▶ _Instructions to follow_
Print every one of the records verbatim, omitting nothing.
#### Data
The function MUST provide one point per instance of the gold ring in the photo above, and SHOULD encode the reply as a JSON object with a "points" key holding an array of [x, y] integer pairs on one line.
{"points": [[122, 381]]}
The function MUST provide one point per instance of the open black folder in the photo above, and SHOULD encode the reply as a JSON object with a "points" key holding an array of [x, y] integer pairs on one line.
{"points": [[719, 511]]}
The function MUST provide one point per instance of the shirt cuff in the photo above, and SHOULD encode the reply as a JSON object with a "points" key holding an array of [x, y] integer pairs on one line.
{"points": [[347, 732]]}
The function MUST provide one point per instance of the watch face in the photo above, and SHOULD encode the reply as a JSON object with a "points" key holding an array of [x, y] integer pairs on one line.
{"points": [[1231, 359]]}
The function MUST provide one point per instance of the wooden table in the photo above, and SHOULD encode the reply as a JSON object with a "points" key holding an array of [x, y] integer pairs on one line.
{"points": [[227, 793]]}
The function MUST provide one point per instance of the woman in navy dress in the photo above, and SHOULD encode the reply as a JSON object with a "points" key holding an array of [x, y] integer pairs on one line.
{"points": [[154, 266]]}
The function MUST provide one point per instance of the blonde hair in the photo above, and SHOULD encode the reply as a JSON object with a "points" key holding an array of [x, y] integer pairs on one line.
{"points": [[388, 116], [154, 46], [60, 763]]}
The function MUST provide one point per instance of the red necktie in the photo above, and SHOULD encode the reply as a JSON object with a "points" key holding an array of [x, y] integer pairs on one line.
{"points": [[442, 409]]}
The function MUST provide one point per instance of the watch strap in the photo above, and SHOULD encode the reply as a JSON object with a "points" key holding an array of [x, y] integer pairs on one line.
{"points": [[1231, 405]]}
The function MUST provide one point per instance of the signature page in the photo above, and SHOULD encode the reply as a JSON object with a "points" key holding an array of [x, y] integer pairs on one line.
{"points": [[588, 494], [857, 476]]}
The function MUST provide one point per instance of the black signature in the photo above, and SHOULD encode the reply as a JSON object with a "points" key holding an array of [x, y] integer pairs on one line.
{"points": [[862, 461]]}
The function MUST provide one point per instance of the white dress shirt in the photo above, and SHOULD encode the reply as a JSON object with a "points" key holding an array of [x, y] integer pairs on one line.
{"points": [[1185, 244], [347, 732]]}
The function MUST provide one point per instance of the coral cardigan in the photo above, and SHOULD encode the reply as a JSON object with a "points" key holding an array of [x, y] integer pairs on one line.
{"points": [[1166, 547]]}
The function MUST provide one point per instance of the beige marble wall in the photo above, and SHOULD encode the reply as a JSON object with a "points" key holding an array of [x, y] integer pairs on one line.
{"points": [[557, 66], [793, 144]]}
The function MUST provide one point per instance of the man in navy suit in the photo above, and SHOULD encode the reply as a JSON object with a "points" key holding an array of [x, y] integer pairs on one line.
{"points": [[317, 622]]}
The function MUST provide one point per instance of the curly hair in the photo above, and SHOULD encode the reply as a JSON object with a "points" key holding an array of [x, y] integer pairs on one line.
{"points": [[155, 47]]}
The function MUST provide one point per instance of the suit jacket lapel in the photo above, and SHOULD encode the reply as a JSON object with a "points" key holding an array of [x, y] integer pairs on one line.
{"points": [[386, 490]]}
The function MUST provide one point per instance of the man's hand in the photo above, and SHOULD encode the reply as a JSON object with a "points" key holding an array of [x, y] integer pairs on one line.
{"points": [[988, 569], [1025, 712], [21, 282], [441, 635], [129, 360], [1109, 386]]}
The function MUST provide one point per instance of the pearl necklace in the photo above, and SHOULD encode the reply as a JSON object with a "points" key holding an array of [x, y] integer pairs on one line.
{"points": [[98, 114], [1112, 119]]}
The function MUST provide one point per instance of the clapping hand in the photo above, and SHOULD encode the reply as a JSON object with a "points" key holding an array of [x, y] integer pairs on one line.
########
▶ _Output of the task_
The function MUST provide one point per instance of the gold ring in the photo above, and SHOULD encode the reply as a JSON object with a "points" key holding an array of [x, y] integer pairs on one line.
{"points": [[122, 381]]}
The function MUST provide one point per instance of the open black folder in the photo above, and SHOULD encode the reply as a JSON object with a "points" key holding an array of [x, y] integer pairs on one line.
{"points": [[719, 511]]}
The function MUST provide one point per instance of the shirt cuff in the photo above, and SHOULD encode the reply as a JSON object with a "points" key holding an array of [x, y] integer pairs on one line.
{"points": [[347, 732]]}
The function MUST provide one point per instance of the watch face in the photo above, and SHOULD encode the reply as a JSON object with a "points" key holding an array of [x, y] integer pairs on one line.
{"points": [[1231, 359]]}
The function MUST provide one point per instance of the wooden table in the photo above, and SHOULD encode the reply as a JSON object with a "points" key holding an array of [x, y] integer pairs on one line.
{"points": [[227, 793]]}
The function MUST provide one point per instance of the woman in navy dress in the photo above, and SHOULD encode the reply as a JSON object with a "points" key holding an array of [x, y] integer pairs on one line.
{"points": [[154, 266]]}
The function MUST provide one point per instance of the blonde hair in the photo above, and SHOULD encode the reply as a JSON object with a "points" key holding an array of [x, y] integer pairs on one line.
{"points": [[388, 116], [154, 46], [60, 763]]}
The function MUST provide one point per instance of the red necktie in the photo above, and SHOULD encode the reply as a JSON object with a "points" key holding an array of [x, y] integer pairs on one line.
{"points": [[442, 409]]}
The function MUST provide one point per instance of the watch strap in the photo above, and SHOULD encode the reply as a JSON object with a "points" key holding an array of [x, y] integer pairs on one line.
{"points": [[1231, 405]]}
The function MUST provide one point per instance of the signature page in the photo above, and SHOULD encode the reply as a JSON object with a "points" key holding an array of [x, y] integer pairs on one line.
{"points": [[588, 494], [857, 476]]}
The function MUST provide one point per instance of the black signature in the photo above, and SHOULD encode the reply as a JSON object with a "points" key holding an array of [x, y] integer pairs on one line.
{"points": [[862, 461]]}
The function MUST provide one point per instance of the white dress shirt in the photo above, and SHOULD encode the reply as a JSON object with a "points" key holding an array of [x, y] integer pairs on one line.
{"points": [[1185, 244], [347, 732]]}
The function MUST provide one point per instance of the coral cardigan in the photo above, and SHOULD encode the reply as a JSON object with a "points" key holding an array of [x, y] integer pairs on one line.
{"points": [[1166, 547]]}
The function MUST provide one point per instance of the beige marble wall in the photo above, and SHOULD encode the reply as a JSON object with a "points" key holding an array of [x, y] integer pairs on one line.
{"points": [[557, 66], [793, 144]]}
The function MUST provide one point per instance of the man in navy suit in the photo above, and SHOULD encode the reply as a JSON object with a "points" key holding an array of [x, y] integer pairs on one line.
{"points": [[317, 622]]}
The function MUST provide one point per instance of the curly hair in the photo above, and SHOULD encode the reply as a JSON object with a "points" key holding an array of [x, y] integer pairs on one line.
{"points": [[155, 47]]}
The function MUST provide one point per instance of the suit jacket lapel in the photo above, and SHOULD encode the reply as a JSON object with a "points" key holding an array of [x, y] integer pairs on one line.
{"points": [[386, 490]]}
The function MUST provide one point per instance of the man's hand in the photo above, and SHOULD encode the reply as a JSON object with a "points" key holding an array of [x, y] integer pairs on one line.
{"points": [[988, 569], [1025, 712], [21, 282], [441, 635], [129, 360], [1109, 386]]}
The function MUST provide one point per instance of the pearl necklace in the photo above, and SHOULD encode the reply as a JSON object with a "points" key holding an array of [x, y] integer pairs on one line.
{"points": [[98, 114], [1112, 119]]}
The function MUST provide one point per instance of the clapping hand in the photo above, and SHOULD encode the reply as a JSON object with a "points" key holding an array of [x, y] integer pairs on one line.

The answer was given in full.